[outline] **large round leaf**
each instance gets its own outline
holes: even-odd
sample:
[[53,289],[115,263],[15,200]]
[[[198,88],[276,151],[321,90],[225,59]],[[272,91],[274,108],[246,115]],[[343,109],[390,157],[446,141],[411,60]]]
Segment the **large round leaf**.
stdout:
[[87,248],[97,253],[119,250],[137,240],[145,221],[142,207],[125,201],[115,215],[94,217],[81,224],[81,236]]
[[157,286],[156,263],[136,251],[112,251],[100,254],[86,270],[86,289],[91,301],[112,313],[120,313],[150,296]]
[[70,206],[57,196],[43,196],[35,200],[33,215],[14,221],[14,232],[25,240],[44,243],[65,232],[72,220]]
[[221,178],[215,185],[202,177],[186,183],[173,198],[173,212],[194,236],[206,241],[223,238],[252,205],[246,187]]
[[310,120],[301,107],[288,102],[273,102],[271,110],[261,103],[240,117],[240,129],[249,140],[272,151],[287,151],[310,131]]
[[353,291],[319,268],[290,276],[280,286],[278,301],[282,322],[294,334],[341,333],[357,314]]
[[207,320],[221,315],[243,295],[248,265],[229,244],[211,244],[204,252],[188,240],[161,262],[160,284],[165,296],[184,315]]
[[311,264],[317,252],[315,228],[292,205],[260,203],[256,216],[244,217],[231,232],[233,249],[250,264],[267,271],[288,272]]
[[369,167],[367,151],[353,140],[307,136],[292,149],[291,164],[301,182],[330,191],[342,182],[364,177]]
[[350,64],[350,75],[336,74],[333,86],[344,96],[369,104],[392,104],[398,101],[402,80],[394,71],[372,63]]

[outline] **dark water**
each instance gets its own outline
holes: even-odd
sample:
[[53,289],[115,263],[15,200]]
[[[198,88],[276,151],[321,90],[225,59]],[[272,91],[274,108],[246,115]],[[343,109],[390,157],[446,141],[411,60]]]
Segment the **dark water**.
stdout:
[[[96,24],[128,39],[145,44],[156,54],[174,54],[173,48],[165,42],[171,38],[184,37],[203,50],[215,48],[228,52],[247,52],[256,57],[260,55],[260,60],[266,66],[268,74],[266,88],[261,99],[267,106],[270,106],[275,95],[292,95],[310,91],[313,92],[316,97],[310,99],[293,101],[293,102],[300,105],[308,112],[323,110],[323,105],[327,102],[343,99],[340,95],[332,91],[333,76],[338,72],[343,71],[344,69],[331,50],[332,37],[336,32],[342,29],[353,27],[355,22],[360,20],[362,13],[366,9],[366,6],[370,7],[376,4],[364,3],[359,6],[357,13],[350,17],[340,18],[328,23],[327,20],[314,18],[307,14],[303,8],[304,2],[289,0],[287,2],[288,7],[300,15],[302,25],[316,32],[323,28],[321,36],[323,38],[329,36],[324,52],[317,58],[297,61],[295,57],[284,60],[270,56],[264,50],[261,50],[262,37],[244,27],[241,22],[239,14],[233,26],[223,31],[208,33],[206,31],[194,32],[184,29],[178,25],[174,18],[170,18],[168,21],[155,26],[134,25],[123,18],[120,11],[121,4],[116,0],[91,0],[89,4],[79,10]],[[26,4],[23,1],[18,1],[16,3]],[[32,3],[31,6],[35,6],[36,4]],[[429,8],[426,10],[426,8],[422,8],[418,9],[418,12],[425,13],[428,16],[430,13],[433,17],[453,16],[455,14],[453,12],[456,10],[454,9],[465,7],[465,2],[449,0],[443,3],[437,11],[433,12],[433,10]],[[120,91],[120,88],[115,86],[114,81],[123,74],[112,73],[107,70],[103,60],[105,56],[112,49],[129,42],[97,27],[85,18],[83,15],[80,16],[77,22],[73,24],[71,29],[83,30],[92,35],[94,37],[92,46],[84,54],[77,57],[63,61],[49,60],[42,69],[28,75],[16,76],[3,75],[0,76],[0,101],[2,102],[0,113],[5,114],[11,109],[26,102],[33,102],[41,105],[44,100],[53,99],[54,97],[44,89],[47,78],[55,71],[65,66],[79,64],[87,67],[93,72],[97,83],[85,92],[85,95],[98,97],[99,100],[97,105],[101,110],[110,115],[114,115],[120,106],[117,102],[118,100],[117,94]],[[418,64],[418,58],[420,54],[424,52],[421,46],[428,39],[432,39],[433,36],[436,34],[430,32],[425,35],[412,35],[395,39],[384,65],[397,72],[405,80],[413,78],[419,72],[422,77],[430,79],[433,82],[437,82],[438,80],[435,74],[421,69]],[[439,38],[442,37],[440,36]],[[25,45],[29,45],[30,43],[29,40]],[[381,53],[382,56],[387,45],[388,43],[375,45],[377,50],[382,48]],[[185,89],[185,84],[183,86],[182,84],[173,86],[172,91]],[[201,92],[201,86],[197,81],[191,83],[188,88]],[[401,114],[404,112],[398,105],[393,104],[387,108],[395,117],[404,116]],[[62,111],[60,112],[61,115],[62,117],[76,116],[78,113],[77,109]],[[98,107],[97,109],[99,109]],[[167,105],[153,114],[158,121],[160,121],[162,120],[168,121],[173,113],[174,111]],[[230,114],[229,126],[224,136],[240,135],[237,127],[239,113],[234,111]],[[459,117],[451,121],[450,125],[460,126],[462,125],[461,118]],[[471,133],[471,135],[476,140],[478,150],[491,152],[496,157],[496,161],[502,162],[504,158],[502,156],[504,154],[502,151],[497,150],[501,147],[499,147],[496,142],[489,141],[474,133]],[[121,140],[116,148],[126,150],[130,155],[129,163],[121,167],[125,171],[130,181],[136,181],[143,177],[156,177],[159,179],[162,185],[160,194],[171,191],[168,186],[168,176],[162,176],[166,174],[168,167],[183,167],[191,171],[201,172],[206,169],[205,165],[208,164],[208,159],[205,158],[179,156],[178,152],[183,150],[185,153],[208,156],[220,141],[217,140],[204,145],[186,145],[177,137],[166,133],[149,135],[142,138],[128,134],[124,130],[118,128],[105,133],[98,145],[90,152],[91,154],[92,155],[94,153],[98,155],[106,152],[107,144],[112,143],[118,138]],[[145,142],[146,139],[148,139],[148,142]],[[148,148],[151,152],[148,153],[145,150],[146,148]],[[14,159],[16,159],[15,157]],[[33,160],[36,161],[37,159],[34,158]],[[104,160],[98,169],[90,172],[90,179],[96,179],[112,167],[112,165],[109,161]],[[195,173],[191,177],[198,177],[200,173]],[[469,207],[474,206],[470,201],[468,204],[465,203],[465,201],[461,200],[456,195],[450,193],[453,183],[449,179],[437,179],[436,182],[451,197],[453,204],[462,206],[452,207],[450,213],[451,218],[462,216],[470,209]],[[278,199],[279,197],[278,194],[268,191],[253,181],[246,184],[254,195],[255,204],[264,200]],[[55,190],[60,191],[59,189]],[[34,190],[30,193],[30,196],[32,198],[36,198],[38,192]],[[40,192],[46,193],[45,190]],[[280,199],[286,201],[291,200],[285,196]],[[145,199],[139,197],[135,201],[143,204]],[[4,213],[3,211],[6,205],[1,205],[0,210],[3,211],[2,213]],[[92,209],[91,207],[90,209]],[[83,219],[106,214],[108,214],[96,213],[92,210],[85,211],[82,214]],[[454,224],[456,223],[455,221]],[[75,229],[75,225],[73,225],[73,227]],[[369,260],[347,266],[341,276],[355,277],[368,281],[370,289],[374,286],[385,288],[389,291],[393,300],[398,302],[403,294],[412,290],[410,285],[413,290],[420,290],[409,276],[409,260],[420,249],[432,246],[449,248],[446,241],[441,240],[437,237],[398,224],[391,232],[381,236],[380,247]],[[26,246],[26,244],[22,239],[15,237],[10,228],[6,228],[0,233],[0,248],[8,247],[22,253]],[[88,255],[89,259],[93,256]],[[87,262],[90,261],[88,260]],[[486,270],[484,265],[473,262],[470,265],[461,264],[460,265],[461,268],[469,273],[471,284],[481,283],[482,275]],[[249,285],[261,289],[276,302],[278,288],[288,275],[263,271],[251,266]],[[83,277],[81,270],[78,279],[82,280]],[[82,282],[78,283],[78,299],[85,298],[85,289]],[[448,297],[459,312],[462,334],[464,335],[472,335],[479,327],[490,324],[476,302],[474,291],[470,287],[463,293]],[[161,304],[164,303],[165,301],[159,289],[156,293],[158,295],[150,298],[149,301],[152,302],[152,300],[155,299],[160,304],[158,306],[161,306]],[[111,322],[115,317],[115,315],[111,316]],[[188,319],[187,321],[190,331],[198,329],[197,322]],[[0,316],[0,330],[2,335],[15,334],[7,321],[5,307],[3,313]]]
* * *
▶ Requirement
Please find every line in the material above that contains the word "round" and copy each of those lines.

▶ Answer to this problem
[outline] **large round leaf**
Segment the **large round leaf**.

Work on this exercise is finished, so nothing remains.